SEITENAUSZUG:
###

Der Film spielt im Vietnamkrieg im Jahre 1972. Der schweigsame und introvertierte koreanische Lieutenant Choi Tae-in ( gespielt von Kam Woo-seong ) gerät bei einem Bordellbesuch in einen Hinterhalt. Die Täterin kann er zwar erschiessen, doch sein Kamerad verstirbt an seinen Schussverletzungen. Lieutenant Choi ist berühmt berüchtigt für seine Führungsqualitäten und hat wohl schon mehr Männer auch im Einsatz verloren. Wohl auch deshalb wird er von seinem Vorgesetzten quasi erpresst ein Himmelfahrtskommando zu übernehmen.
Ein koreanischer Trupp ist schon 6 Monate auf einer kleinen Insel verschollen. Längst gelten die Söldaten als tot als ein unerwarteter Funkspruch dieser Einheit das Hauptquartier erreicht. Lieutenant Choi soll jetzt mit einer wild zusammengestellten Truppe 7 Tage lang die Gegend absuchen und das Schicksal der Kameraden klären. Grotesk ist allerdings, dass der scheinbar einzig Überlebende dieser Einheit den Tod aller anderen beschwören würde.
Wer war am Funkgerät und warum werden die Männer gerufen?

###

AUSZUG DATENSATZ:
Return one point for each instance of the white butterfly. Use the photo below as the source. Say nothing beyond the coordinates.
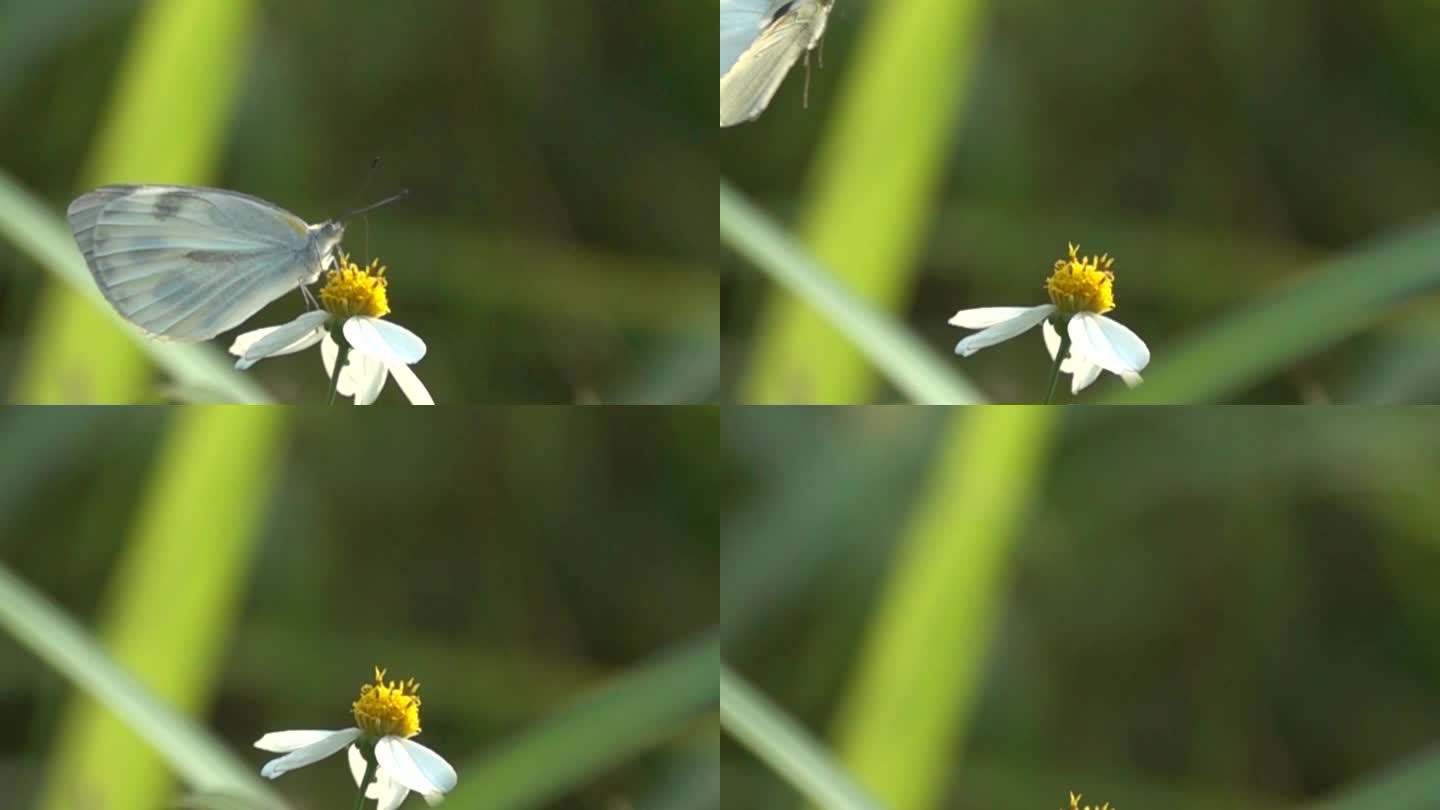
(187, 264)
(759, 42)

###

AUFGABENSTELLUNG:
1 – Wie lange soll Lieutenant Choi laut der Filmbeschreibung mit seiner Truppe die Gegend absuchen?
2 – Geben Sie den Abschnitt der Filmbeschreibung von „Der Film spielt“ bis einschließlich „Himmelfahrtskommando zu übernehmen.“ wortgetreu wieder.
Die Zeilen stammen aus einer anderen Quelle als die Filmbeschreibung.

GEORDNETE ANTWORTEN:
1 – 7 Tage lang.

2 –
Der Film spielt im Vietnamkrieg im Jahre 1972. Der schweigsame und introvertierte koreanische Lieutenant Choi Tae-in ( gespielt von Kam Woo-seong ) gerät bei einem Bordellbesuch in einen Hinterhalt. Die Täterin kann er zwar erschiessen, doch sein Kamerad verstirbt an seinen Schussverletzungen. Lieutenant Choi ist berühmt berüchtigt für seine Führungsqualitäten und hat wohl schon mehr Männer auch im Einsatz verloren. Wohl auch deshalb wird er von seinem Vorgesetzten quasi erpresst ein Himmelfahrtskommando zu übernehmen.